:: Questions ::
a. Rewrite the article on Zoroaster's third LP from "Atlanta metal band" up to and including "found the cue.", changing "Matador" to "the record".
b. In the article about Zoroaster's third LP, who is named as the producer?
c. Continue the article about Zoroaster's third LP after its last sentence.

Zoroaster’s third LP puts a polish on epic dirge

Atlanta metal band makes Matador concise without compromise

Dan Scanlan patiently sits, sunken into the earth-tone-colored couch in the control room at Living Room Studio on Atlanta’s West Side, drumming his tattooed fingers along to the cacophony pouring from the speakers. To his left, bassist Brent Anderson and Zoroaster’s roadie Nick Hood are weighing their options for food on a rainy March afternoon: Wendy’s or Taco Bell? Producer Sanford Parker and studio owner/engineer Ed Rawls stand side by side, hunched over spinning reels of pitch-black analog tape, listening with rapt attention. And then: Click. Silence. They’ve found the cue.

With a nod Will Fiore shuffles into what was once the dining room of this house-turned-recording studio, guitar in hand. He sits on a wooden folding chair, plugs in and starts strumming the ominous chords of a song called “Old World.” Everyone is lost in his own headspace, and when the tape starts rolling again, Anderson reaches across the couch with a green porcelain dish of what looks like dead potpourri. He jostles the brittle brown debris in his palm and gestures toward me, “Want some mushrooms, dude?”

:: Recorded information ::

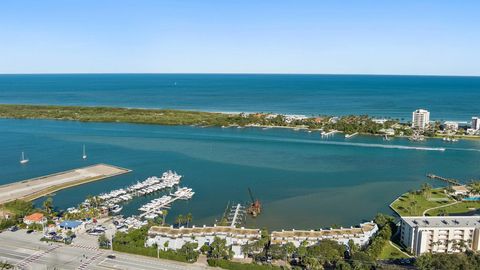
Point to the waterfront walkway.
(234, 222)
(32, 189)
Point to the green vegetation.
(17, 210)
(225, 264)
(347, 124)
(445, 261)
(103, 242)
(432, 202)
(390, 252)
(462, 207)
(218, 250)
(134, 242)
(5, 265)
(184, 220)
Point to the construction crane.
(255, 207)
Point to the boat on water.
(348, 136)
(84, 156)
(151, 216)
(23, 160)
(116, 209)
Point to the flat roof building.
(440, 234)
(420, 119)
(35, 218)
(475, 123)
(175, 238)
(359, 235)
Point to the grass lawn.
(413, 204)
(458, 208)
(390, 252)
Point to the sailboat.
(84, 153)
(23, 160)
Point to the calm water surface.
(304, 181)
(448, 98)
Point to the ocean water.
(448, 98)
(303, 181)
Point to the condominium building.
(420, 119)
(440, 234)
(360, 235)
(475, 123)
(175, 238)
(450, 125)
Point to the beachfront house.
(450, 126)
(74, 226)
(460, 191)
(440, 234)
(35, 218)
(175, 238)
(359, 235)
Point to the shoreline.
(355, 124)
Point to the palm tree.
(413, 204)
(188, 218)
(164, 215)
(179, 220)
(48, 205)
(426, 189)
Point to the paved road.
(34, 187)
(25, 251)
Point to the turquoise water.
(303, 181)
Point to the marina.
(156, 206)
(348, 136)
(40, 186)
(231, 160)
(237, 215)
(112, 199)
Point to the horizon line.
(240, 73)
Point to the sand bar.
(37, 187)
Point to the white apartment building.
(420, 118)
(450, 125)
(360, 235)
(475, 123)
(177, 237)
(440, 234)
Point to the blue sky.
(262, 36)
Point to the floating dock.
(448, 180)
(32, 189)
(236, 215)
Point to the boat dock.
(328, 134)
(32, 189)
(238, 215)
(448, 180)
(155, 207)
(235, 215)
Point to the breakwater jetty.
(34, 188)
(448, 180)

==

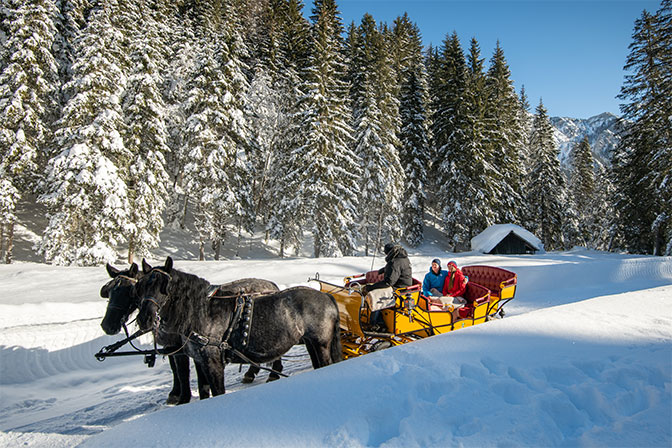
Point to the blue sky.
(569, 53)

...

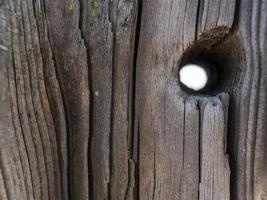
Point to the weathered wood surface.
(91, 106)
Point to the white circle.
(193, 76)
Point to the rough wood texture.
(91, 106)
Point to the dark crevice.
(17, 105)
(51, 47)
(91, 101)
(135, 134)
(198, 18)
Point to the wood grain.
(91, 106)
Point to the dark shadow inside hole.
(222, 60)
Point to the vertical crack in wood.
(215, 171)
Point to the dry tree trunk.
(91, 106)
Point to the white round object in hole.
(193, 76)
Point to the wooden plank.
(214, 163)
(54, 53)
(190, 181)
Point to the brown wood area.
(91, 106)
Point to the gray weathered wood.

:: Answers for the tasks ::
a.
Atlanta metal band makes the record concise without compromise

Dan Scanlan patiently sits, sunken into the earth-tone-colored couch in the control room at Living Room Studio on Atlanta’s West Side, drumming his tattooed fingers along to the cacophony pouring from the speakers. To his left, bassist Brent Anderson and Zoroaster’s roadie Nick Hood are weighing their options for food on a rainy March afternoon: Wendy’s or Taco Bell? Producer Sanford Parker and studio owner/engineer Ed Rawls stand side by side, hunched over spinning reels of pitch-black analog tape, listening with rapt attention. And then: Click. Silence. They’ve found the cue.

b. Sanford Parker

c.
Over the last year, Zoroaster has been busy trimming the fat off of its epic sludge-metal mantras, while honing the blueprint for Matador (released Tues., July 13), the band’s third album and its major label-subsidiary debut on E1 Music. In the process, the band’s songs have become concise, tightly structured numbers that rein in the tendency to get lost in the dirge. Cleaning up the its act for an album that bares the mark of a major label sounds like a familiar tale. But stripping things down only fleshes out the band’s raw power.

It’s the dog end of a 10-day marathon of recording. Most of the heavy lifting is already done. Drums were recorded at Glow in the Dark Studio across town and now Parker — a rising name in the realm of metal producers (Minsk, Pelican) — is flying home to Chicago in a few hours. Time is of the essence.

When Fiore emerges, its Parker’s turn to let loose on a Minimoog, twisting knobs, creating beads of noise and sonic texture that will be woven into an improvised number titled “Firewater,” which sounds reminiscent of Zoroaster’s 2009 album, Voice of Saturn.

Mention of the similarity brings concern to Scanlan’s face, as he takes me on a ride to Wendy’s. While sitting in the drive-thru he explains that Matador is designed to be a much different record. “Most of the songs are three to five minutes,” he says. “There’s nothing too sludgy about it.”

His admission comes as a shock, considering that Zoroaster has built a name on mammoth, psychedelic metal. But growth always has been a part of the band’s trajectory.

“We could keep doing sludge until we’re blue in the face, but we’ve always tried to do it differently from one album to the next,” Scanlan says.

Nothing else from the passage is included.